Trecho do documento ▸
****************************************
Edição 12

Livro da vez

Como um romance

Como um romance é o sugestivo título do livro do escritor francês Daniel Pennac, publicado pela editora Rocco, em tradução de Leny Werneck. Trata-se da exposição de sua teoria sobre o estímulo à leitura entre os jovens, baseada em muitos anos de prática como professor de Literatura em liceus de Paris.

A questão da leitura vem preocupando cada vez mais todos que trabalham com o ensino no Brasil, cujas pesquisas e conclusões visam despertar toda a sociedade para sua responsabilidade ante o problema, cada vez mais sério.

Algumas instituições realizam há anos verdadeiras cruzadas no sentido de alertar as famílias para que se ocupem em contar histórias às suas crianças e ofereçam-lhes livros, na medida do possível, além de levá-las às bibliotecas e livrarias especializadas. Congressos e seminários para professores e interessados realizam-se desde 1968 por todo o País, discutindo a questão da leitura e literatura infantil e juvenil e propondo novas formas de atuação da escola, no sentido de tornar a leitura e o livro algo atraente e prazeroso.
****************************************
Linhas de dados ▸
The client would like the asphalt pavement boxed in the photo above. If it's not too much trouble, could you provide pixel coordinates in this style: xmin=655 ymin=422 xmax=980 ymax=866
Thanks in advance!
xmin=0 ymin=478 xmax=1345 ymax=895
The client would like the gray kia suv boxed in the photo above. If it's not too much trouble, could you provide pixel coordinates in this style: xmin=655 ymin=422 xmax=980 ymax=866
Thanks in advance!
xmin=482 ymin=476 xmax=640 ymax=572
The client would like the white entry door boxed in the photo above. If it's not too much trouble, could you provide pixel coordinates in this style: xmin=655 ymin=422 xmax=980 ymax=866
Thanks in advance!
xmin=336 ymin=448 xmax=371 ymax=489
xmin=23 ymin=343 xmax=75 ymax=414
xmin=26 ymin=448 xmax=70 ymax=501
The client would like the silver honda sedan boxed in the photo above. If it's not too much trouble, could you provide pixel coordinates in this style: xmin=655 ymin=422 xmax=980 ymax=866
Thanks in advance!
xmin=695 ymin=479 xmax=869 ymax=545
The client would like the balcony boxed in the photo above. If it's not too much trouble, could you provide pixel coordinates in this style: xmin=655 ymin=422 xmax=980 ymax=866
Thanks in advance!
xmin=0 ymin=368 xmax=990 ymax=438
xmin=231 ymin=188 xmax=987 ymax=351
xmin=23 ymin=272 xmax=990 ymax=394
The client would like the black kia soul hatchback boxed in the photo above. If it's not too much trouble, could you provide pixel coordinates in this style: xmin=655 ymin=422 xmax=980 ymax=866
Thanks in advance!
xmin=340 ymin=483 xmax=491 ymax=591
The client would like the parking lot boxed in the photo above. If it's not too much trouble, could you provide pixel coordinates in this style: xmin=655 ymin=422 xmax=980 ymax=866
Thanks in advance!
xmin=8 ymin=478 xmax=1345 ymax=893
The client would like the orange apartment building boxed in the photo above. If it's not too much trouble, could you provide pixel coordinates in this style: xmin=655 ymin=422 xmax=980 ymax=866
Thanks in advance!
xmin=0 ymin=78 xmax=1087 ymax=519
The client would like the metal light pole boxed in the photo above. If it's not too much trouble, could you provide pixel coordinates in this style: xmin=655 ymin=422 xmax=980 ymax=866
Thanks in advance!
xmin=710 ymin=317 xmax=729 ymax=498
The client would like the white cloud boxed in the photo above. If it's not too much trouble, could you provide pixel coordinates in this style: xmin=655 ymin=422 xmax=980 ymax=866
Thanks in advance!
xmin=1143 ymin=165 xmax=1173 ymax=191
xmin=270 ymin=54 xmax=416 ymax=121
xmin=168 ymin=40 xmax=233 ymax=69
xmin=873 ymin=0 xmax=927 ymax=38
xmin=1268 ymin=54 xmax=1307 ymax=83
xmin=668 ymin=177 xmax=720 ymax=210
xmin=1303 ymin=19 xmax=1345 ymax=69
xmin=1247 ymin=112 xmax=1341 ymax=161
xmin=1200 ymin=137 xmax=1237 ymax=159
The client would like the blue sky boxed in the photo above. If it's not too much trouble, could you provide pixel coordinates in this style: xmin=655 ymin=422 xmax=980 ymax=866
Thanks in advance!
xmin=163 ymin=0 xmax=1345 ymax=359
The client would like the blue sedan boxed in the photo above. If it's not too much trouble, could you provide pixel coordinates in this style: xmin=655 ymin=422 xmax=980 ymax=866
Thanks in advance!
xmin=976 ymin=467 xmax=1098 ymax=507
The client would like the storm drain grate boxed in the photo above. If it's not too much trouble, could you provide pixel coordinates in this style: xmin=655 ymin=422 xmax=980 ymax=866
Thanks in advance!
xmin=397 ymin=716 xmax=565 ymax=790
****************************************
Objetivo ▸
Prossiga com o texto sobre o livro Como um romance e o estímulo à leitura, começando logo após a última frase apresentada. Os registros não têm papel algum aqui.

Problema resolvido ▸
Como um romance surge para ajudar todos os que lidam com esse assunto. A proposta de Daniel Pennac é original e fundamentada em sua prática diária. Ele nos mostra, em seu texto, como levar os alunos a lerem, ao despertar sua curiosidade através da leitura em voz alta, feita em classe, na aula de literatura, de obras de grandes autores selecionados exatamente por sua capacidade de atrair os ainda não-leitores. Assim ele começa com O perfume, do alemão Suskind, cujas primeiras páginas “exalam um cheiro bom de tempero, que dilata as narinas e os baços, fazendo rir”, segue com García Márquez, Ítalo Calvino, Stevenson, Dostoievski, Jorge Amado e tantos outros, entre vivos e mortos.

“Somos habitados por livros e amigos.”

Pennac parte do princípio de que paramos de ler em voz alta logo assim que somos obrigados, na escola, a fazê-la silenciosamente. Com isso, o que era grande prazer — ouvir — torna-se um esforço por vezes grande demais. Isso leva ao afastamento do livro, situação que a escola ajuda a piorar através de constantes exercícios para aferir o grau de compreensão da leitura. O prazer de ler, este está esquecido…

Muitos dados objetivos são lembrados por Daniel Pennac. Ele, por exemplo, sempre pede a seus alunos que escrevam sobre a frase de Flaubert “Leia para viver” e descobre espantado que todos concordam com a importância da leitura. Os motivos são vários: para aprender, para compreender a vida e outros igualmente vagos. Nada do gênero: porque me diverte ou porque é bom.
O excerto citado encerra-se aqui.